[Problem details] Pull out every line of the records that contains the word "crown", matching case exactly.

[Supplied entries]
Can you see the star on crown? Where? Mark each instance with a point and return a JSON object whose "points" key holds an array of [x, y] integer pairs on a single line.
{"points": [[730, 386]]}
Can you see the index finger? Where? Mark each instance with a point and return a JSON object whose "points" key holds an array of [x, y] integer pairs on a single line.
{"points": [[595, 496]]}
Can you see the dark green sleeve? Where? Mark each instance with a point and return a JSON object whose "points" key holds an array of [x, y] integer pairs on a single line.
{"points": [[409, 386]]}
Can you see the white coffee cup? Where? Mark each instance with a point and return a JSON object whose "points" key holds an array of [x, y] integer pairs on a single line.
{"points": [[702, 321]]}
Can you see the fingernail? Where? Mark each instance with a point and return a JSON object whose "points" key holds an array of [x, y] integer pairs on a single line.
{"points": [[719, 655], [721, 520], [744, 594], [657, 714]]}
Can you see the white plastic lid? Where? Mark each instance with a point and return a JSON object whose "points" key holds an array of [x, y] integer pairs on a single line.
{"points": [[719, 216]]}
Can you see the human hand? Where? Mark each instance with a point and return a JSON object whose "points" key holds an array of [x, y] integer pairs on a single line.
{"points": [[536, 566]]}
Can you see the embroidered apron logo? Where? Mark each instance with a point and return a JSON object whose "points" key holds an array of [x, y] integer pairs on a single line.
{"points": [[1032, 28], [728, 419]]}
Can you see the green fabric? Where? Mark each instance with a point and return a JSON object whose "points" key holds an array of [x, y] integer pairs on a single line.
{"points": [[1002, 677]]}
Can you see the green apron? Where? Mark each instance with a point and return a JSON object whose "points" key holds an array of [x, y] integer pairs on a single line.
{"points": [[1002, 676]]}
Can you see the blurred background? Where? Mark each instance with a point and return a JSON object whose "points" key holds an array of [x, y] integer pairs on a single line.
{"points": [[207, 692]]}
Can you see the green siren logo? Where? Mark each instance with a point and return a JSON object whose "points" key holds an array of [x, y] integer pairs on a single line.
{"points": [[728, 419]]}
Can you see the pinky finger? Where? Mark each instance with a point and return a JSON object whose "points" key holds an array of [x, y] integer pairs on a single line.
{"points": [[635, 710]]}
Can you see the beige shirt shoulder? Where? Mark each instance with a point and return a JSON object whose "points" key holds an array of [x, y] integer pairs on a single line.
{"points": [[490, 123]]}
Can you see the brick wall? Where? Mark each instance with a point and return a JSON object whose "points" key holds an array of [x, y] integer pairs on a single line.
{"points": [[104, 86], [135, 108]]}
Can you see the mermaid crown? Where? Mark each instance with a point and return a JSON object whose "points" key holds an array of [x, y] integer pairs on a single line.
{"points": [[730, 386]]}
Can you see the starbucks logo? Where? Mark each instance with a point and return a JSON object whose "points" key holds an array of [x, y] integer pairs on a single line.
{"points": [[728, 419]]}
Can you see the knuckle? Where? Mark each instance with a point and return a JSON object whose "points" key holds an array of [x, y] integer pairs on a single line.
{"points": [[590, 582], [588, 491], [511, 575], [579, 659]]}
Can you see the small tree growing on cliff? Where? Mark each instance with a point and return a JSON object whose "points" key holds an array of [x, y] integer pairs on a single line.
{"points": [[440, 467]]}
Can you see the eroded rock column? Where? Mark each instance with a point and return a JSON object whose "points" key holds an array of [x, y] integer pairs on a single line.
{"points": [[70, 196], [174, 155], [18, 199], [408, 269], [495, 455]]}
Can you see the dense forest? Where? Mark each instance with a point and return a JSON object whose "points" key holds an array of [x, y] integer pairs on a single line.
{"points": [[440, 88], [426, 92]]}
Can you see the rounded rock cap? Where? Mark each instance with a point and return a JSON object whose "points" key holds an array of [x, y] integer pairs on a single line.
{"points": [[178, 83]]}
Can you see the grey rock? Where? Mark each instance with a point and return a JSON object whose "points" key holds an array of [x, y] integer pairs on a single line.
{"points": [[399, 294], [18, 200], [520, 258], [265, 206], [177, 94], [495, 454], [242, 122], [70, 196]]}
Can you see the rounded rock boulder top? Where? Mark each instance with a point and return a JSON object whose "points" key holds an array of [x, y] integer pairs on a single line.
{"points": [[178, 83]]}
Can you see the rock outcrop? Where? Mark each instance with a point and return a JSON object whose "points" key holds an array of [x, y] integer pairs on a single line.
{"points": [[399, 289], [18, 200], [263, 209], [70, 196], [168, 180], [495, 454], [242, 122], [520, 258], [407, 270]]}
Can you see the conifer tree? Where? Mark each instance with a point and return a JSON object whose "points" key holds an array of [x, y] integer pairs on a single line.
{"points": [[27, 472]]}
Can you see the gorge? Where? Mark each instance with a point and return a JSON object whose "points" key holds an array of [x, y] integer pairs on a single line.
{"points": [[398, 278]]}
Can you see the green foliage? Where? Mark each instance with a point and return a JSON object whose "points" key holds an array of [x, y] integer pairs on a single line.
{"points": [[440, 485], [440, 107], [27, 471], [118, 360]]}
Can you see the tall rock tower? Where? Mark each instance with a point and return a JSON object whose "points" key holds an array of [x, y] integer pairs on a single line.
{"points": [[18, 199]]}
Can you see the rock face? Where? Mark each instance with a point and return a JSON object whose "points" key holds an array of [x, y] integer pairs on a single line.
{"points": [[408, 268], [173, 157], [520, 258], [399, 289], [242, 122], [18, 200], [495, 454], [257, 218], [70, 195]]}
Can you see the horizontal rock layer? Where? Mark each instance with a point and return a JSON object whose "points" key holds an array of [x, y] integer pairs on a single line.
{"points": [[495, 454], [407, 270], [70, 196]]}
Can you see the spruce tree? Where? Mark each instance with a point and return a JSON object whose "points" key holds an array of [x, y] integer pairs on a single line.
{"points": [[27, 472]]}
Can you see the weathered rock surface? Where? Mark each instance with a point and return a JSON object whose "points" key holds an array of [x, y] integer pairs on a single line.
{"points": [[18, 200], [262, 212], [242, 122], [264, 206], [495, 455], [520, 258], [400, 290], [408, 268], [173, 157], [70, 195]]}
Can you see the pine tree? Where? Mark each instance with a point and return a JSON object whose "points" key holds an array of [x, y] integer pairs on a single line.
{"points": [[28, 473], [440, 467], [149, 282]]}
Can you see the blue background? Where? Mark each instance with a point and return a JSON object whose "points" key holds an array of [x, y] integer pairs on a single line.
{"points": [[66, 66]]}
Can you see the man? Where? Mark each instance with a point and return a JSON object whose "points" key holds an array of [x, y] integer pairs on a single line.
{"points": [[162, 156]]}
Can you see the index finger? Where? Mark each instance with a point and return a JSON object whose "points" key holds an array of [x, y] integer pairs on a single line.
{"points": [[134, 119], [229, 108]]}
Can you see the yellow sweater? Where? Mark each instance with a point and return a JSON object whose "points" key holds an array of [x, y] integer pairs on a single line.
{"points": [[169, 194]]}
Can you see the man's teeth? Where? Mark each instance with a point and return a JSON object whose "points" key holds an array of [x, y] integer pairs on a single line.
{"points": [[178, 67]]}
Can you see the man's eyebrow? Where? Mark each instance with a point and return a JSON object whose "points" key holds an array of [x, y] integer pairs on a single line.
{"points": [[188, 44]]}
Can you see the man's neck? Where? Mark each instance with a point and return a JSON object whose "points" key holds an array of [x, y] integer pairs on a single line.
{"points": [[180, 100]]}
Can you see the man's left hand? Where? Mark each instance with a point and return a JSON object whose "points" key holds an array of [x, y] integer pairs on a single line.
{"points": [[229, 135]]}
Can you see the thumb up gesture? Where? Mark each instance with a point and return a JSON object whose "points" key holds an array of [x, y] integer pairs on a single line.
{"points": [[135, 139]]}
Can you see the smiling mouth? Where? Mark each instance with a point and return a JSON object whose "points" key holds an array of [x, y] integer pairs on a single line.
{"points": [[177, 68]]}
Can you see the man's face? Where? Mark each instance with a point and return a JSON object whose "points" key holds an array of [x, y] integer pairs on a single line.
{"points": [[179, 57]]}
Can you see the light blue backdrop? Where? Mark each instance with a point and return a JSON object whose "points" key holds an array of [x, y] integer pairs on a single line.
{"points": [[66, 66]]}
* * *
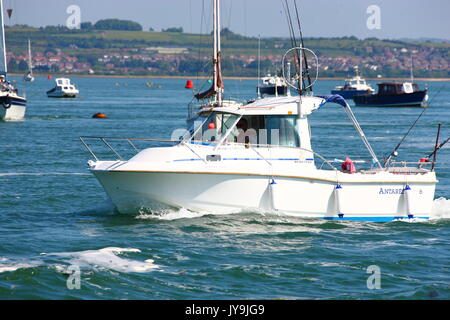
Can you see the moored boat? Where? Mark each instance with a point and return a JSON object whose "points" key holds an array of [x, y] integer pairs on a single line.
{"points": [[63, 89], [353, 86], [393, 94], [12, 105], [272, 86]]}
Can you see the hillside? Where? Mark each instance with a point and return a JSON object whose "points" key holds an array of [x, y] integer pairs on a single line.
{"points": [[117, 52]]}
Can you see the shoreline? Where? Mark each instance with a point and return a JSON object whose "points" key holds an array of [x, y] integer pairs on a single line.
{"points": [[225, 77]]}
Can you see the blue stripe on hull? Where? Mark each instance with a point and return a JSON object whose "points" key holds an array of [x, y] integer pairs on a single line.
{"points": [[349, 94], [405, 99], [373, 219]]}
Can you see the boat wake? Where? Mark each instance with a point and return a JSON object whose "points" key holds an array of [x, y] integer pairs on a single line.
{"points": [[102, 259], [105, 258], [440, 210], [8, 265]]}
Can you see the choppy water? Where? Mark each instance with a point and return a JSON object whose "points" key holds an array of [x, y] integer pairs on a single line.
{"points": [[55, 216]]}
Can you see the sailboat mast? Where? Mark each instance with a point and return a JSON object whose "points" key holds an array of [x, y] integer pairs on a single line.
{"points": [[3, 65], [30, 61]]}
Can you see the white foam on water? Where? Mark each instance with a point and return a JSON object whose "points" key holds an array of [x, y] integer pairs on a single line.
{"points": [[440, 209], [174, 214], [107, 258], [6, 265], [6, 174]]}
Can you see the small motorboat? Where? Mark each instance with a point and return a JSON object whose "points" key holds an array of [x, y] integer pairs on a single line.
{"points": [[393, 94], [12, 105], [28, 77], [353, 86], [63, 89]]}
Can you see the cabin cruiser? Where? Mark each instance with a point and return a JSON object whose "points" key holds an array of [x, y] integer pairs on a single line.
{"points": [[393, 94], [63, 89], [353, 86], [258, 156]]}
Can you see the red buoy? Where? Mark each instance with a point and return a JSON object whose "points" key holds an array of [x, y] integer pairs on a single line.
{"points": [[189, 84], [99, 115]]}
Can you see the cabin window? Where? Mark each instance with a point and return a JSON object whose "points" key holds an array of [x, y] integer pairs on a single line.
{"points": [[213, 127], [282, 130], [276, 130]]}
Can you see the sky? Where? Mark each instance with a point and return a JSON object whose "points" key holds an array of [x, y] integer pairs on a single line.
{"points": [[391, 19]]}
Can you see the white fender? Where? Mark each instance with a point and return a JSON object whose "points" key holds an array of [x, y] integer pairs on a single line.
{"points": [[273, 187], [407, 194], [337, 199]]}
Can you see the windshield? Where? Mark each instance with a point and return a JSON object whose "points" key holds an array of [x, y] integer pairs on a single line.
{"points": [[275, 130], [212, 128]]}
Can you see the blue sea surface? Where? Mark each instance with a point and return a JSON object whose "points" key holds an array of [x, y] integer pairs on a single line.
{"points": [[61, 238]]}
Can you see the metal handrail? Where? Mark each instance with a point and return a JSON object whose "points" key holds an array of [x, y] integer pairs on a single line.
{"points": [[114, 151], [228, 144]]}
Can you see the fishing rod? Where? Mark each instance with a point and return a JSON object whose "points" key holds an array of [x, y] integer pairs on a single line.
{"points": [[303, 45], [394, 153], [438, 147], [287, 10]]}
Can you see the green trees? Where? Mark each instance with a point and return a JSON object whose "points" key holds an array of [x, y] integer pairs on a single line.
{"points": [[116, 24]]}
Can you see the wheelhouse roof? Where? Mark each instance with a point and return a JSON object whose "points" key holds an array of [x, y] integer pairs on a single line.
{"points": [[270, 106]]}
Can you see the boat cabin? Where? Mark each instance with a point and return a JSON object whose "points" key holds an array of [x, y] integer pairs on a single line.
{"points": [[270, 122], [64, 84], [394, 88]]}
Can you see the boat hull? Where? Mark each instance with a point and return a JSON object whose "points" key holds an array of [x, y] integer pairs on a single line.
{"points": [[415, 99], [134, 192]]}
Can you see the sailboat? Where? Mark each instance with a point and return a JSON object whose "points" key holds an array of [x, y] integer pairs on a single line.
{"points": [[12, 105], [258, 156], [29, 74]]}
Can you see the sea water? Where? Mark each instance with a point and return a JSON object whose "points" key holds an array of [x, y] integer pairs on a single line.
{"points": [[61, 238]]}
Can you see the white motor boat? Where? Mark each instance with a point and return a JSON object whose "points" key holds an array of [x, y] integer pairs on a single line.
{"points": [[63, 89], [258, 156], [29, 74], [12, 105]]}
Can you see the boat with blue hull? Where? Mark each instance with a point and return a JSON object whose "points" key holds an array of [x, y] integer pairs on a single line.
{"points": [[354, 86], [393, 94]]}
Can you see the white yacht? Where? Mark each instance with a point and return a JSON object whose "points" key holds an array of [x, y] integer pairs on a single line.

[Correct answer]
Can you see the star on crown? Where? Mark each instance with a point and return a JSON object whose "points" key holds an array of [x, y] integer pairs on a single line.
Can you see the mermaid crown? Where? Mark each instance with a point and return a JSON object whose "points" key holds an array of [x, y] integer pairs on a single line.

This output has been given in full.